(WORK REQUIRED) After locating the line that contains "Target: nfl shield logo", restate it and each later line word for word through the end of the records.

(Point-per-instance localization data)
____
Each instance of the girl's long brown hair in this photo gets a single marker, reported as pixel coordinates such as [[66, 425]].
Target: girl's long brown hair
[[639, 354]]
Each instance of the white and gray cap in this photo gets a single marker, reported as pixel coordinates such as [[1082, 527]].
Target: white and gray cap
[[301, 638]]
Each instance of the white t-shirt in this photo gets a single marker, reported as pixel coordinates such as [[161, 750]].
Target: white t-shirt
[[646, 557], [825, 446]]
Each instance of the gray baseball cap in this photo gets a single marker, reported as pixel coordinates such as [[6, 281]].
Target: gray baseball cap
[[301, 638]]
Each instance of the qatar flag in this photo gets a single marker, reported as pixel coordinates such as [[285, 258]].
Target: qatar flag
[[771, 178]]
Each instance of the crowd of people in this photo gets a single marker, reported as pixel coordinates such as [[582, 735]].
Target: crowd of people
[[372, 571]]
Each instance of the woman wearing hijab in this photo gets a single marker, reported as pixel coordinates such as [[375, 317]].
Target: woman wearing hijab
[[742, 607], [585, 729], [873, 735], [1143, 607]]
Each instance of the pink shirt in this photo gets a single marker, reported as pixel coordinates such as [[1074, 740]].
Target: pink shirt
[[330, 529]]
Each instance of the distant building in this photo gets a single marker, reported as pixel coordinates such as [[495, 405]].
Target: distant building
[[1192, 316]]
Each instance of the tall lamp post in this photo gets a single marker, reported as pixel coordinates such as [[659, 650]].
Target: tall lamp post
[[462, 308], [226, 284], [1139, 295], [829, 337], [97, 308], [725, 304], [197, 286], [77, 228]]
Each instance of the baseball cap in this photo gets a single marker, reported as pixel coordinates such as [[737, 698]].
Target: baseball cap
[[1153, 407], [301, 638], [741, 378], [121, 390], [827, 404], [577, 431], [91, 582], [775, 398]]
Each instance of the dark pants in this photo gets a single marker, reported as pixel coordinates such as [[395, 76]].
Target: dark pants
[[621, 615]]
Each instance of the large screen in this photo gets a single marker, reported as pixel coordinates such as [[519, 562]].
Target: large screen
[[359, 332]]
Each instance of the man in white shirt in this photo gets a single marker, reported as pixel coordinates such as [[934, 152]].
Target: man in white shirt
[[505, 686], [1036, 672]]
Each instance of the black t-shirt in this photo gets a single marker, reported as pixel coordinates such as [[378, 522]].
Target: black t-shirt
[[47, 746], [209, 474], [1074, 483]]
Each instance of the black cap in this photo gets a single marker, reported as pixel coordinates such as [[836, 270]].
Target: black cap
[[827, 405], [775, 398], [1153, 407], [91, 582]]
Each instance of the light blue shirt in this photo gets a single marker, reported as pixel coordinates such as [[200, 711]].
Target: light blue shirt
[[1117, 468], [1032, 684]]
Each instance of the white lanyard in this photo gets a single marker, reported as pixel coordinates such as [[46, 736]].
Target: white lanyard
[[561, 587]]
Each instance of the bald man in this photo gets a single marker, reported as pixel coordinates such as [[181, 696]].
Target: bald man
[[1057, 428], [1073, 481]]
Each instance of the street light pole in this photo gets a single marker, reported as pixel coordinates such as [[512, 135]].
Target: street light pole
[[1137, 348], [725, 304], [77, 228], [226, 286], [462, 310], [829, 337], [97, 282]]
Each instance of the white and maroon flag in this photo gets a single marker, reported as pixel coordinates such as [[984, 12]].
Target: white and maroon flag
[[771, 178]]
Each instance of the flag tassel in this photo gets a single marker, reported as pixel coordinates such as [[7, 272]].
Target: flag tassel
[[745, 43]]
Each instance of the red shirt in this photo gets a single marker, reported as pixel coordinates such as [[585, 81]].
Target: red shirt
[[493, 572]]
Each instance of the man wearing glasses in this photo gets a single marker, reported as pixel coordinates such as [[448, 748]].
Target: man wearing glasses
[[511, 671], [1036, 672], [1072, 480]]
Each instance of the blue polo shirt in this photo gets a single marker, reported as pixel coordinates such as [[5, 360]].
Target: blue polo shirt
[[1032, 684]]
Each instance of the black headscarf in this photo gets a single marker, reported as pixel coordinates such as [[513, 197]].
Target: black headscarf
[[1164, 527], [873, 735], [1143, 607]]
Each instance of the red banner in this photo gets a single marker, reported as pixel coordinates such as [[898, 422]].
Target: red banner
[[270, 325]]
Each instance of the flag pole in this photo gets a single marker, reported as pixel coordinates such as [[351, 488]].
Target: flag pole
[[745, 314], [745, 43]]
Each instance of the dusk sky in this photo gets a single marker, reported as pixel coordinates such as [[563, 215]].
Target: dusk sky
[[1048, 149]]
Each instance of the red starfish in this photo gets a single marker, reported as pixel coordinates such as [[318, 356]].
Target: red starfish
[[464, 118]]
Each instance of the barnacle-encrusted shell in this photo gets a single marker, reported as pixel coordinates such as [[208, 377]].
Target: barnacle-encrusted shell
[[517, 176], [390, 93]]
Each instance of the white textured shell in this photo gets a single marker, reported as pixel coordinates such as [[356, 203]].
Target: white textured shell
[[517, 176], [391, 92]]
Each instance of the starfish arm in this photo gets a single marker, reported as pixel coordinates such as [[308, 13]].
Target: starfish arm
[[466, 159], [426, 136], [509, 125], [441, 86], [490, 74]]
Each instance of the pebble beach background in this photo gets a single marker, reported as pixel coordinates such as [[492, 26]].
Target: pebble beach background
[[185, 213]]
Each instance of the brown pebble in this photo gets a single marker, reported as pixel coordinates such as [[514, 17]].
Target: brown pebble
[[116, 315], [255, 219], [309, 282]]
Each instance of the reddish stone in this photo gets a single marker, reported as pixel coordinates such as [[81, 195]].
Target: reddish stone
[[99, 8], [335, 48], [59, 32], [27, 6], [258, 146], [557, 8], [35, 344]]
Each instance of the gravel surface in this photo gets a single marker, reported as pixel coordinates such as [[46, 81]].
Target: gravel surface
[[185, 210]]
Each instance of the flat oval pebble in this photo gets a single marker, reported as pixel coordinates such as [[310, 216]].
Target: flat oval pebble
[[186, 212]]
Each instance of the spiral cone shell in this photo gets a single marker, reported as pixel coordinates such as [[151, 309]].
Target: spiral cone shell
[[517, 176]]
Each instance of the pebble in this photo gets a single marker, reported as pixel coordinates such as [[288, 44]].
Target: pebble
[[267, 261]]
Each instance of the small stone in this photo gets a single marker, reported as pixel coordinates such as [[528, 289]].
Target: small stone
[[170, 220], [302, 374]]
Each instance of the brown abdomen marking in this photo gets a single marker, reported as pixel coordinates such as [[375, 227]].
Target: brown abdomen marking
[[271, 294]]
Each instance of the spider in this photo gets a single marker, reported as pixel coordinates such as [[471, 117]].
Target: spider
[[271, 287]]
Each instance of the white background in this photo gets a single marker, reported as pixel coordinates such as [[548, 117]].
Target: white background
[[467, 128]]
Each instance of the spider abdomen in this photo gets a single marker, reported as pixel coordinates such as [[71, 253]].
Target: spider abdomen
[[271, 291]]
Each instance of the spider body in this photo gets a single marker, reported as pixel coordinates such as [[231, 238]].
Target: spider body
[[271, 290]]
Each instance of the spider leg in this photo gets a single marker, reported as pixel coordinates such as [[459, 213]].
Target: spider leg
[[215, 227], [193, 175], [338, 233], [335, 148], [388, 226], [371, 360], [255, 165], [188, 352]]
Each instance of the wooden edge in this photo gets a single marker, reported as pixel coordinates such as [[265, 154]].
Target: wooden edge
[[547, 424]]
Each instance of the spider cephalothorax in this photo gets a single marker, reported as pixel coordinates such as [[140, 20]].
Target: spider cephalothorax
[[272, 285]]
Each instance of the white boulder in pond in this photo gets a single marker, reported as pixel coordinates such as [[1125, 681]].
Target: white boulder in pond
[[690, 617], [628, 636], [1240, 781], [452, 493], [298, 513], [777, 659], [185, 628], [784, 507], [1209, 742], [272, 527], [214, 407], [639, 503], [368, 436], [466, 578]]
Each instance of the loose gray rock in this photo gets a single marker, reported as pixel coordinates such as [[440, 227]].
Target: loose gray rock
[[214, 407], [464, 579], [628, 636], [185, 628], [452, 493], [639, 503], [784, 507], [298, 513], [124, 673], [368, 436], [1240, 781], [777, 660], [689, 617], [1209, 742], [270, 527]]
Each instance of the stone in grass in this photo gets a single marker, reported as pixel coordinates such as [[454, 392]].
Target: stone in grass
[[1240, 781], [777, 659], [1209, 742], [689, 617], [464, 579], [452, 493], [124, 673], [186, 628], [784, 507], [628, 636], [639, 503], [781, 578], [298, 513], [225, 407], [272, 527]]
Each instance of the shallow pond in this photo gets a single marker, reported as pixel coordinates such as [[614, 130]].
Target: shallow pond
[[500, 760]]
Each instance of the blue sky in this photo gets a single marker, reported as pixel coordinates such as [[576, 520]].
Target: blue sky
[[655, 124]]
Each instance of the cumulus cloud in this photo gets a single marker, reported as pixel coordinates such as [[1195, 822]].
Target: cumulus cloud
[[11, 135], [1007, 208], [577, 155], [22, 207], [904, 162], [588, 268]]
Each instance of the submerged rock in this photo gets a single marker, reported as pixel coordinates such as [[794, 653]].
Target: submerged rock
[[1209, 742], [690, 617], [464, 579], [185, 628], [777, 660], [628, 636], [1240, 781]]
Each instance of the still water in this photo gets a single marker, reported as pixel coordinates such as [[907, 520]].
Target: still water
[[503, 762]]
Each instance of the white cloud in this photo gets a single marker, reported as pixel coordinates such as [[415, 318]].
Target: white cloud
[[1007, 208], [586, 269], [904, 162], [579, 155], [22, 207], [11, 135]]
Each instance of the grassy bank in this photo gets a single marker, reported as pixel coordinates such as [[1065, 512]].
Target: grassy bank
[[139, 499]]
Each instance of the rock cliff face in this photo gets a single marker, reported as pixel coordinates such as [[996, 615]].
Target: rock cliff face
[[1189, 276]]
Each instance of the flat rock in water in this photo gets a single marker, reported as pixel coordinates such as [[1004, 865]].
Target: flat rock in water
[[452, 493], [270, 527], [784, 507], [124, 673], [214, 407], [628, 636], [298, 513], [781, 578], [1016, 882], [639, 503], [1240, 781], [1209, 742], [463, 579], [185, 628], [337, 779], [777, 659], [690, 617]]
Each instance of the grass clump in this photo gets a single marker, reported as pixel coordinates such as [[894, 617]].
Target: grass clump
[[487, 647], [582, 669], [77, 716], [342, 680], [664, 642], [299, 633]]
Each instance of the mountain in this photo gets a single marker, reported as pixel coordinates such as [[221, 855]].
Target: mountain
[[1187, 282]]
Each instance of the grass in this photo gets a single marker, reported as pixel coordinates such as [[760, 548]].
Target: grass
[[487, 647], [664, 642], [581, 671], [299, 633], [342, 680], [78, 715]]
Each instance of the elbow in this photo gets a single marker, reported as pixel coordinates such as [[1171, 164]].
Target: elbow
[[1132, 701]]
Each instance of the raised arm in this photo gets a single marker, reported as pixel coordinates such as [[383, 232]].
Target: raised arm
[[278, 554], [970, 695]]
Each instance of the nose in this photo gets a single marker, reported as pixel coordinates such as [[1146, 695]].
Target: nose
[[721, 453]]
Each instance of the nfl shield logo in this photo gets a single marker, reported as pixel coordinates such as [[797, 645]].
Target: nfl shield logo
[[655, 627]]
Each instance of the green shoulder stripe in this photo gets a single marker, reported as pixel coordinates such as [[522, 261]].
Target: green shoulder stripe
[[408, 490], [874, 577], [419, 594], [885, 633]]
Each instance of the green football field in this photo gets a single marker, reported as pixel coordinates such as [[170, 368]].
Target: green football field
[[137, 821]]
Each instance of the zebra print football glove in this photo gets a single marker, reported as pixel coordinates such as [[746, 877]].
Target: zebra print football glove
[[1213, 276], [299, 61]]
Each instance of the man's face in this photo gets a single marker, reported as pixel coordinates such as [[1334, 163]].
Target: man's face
____
(OUTPUT FOR THIS TASK)
Target: nfl shield logo
[[655, 627]]
Each instance of the green shoulder stripe in this photo gets a single marker, reported as pixel coordinates such as [[522, 261]].
Target: green shoulder stripe
[[408, 490], [874, 577], [419, 594], [885, 633]]
Each instance of the green football field in this photo gets a single marker, reported as pixel coordinates such as [[170, 368]].
Target: green football field
[[137, 821]]
Each instance of the zebra print football glove in this photo gets a single marker, reported as pixel coordinates such as [[746, 877]].
Target: zebra print football glove
[[1213, 276], [299, 61]]
Each instance of the man's face in this photo gets a single marker, reported as pixel coordinates such as [[1334, 163]].
Target: man's face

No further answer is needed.